- What is expected
Return the records exactly as they stand, and keep the pictures out of the copy.

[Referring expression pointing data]
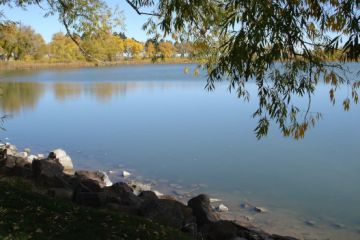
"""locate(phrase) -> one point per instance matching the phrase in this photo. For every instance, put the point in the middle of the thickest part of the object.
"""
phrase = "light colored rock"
(212, 200)
(22, 154)
(126, 174)
(260, 209)
(105, 178)
(139, 187)
(31, 158)
(222, 208)
(310, 223)
(66, 163)
(58, 153)
(64, 159)
(10, 146)
(158, 194)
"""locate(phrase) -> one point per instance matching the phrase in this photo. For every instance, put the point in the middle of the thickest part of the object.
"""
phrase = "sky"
(47, 26)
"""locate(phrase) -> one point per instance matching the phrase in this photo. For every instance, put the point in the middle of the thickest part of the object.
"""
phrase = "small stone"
(158, 194)
(338, 225)
(22, 154)
(31, 158)
(105, 178)
(260, 209)
(63, 158)
(212, 200)
(126, 174)
(310, 223)
(245, 205)
(222, 208)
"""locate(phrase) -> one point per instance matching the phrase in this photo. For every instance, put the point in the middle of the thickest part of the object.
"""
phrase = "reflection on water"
(164, 125)
(16, 96)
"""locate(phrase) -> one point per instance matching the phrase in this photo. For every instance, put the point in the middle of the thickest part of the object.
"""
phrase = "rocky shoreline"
(55, 176)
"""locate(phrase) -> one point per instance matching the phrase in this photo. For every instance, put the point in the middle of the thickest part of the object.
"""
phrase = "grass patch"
(27, 215)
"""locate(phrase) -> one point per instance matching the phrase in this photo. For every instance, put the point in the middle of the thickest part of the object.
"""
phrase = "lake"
(162, 125)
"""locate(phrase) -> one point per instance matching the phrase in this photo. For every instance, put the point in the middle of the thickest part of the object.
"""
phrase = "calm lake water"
(160, 124)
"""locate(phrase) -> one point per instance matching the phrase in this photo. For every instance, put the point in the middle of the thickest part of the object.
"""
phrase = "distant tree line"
(18, 42)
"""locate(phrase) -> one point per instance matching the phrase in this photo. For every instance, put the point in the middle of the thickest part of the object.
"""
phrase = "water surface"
(161, 124)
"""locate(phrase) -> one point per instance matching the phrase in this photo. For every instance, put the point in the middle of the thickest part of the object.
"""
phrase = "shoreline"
(39, 65)
(55, 174)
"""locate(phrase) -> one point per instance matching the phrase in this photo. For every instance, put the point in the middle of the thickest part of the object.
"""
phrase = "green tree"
(242, 40)
(166, 49)
(62, 48)
(150, 49)
(21, 42)
(133, 48)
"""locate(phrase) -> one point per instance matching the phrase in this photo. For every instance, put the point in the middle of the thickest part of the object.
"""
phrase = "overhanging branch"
(139, 12)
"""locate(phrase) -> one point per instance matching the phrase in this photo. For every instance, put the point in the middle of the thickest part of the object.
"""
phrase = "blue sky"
(34, 16)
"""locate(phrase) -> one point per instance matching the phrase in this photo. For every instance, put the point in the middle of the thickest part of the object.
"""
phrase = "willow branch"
(139, 12)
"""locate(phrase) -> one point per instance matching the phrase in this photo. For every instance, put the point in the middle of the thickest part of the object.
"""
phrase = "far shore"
(33, 65)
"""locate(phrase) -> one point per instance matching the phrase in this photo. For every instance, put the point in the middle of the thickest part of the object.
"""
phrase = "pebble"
(245, 205)
(212, 200)
(126, 174)
(158, 194)
(22, 154)
(222, 208)
(31, 158)
(338, 225)
(310, 223)
(260, 209)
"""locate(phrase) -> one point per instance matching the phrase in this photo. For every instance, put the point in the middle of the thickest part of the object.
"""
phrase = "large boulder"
(85, 196)
(121, 194)
(13, 165)
(48, 173)
(201, 208)
(228, 230)
(63, 159)
(101, 179)
(170, 213)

- Solved exercise
"""locate(phrase) -> one point per instance matching the phrase in this photo. For every instance, put the point in the middle of the thickest part of the object.
"""
phrase = "light colored rock"
(212, 200)
(22, 154)
(126, 174)
(260, 209)
(105, 178)
(139, 187)
(31, 158)
(222, 208)
(310, 223)
(66, 163)
(58, 153)
(64, 159)
(10, 146)
(158, 194)
"""locate(phrase) -> one point per instance matching the phrase in this photo. For every instance, put the point in the middle of the thickest part of the object.
"""
phrase = "sky"
(47, 26)
"""locate(phrase) -> one point per instance matching the phrase in this photo. For every instance, put the point in the middle of the thickest part of the object.
"""
phrase = "small stone"
(158, 194)
(338, 225)
(22, 154)
(31, 158)
(105, 178)
(260, 209)
(63, 158)
(212, 200)
(126, 174)
(310, 223)
(245, 205)
(222, 208)
"""locate(phrase) -> one point per instance matching the phrase in this photo. For every instance, put the point in the middle of the thickest part of the object.
"""
phrase = "reflection on water"
(164, 125)
(16, 96)
"""locate(phrase) -> one point per instance matching the phrase in this photo. For every instance, put the point in the middle of the thickest part of the object.
"""
phrase = "rocky shoreline"
(55, 176)
"""locate(phrase) -> one point per instance matching the phrase in this photo. For every instance, put the point in the middle of the thickest part of the object.
"""
phrase = "grass patch"
(27, 215)
"""locate(phrase) -> one point per instance matching the phrase in this photo. For every instance, put the point in the middle of the thickest part of the object.
"""
phrase = "lake"
(162, 125)
"""locate(phrase) -> one point per instance matching the phrase in this photo. For every instance, put the point in the middle of the thickest part of the object.
"""
phrase = "calm lake water"
(160, 124)
"""locate(phrase) -> one point per instance matching the phrase in this photo. For every instance, put the point in the middle of the thickest part of the object.
"""
phrase = "distant tree line"
(18, 42)
"""locate(phrase) -> one point per instance matching the phrase in this photo. For every instance, put the point in the middle of the thickest part of the object.
"""
phrase = "water surface"
(161, 124)
"""locate(phrase) -> one point per instance matching the phrase in this photo. For every instance, put the point in the middle of the thickest part of the object.
"""
phrase = "shoreline"
(39, 65)
(55, 174)
"""locate(phrase) -> one point per instance matching the phrase in this photo. For every instance, put the point in the middle of the thickest part of the object.
"""
phrase = "green tree"
(242, 40)
(166, 49)
(62, 48)
(150, 49)
(21, 42)
(133, 48)
"""locate(phrase) -> one point per instance matching the phrase in this photo. For every instance, put the point in the middle of the thickest part of the object.
"""
phrase = "overhanging branch"
(139, 12)
"""locate(phrase) -> one point per instance matching the phrase in this photo. For every instance, put the point in the middle of the thickest part of the object.
"""
phrase = "blue sky"
(34, 16)
"""locate(phrase) -> one point per instance matching the phrase in this photo. For every instance, put the point in the middle of the thickest part of the object.
"""
phrase = "willow branch"
(139, 12)
"""locate(phrase) -> one point per instance matching the phrase in this photo. For every instance, put the point in the middle of the thickest part of the object.
"""
phrase = "far shore"
(33, 65)
"""locate(phrase) -> one point per instance matching the phrase in this photo. For every instance, put the point in the middle of the thickest part of the object.
"""
phrase = "pebble"
(245, 205)
(212, 200)
(126, 174)
(158, 194)
(22, 154)
(222, 208)
(31, 158)
(338, 225)
(310, 223)
(260, 209)
"""locate(phrase) -> one point per instance matching the phrase in this photo. For every instance, put the point in the middle of the thickest part of the object.
"""
phrase = "large boulder"
(85, 196)
(121, 194)
(13, 165)
(48, 173)
(201, 208)
(228, 230)
(63, 159)
(101, 179)
(170, 213)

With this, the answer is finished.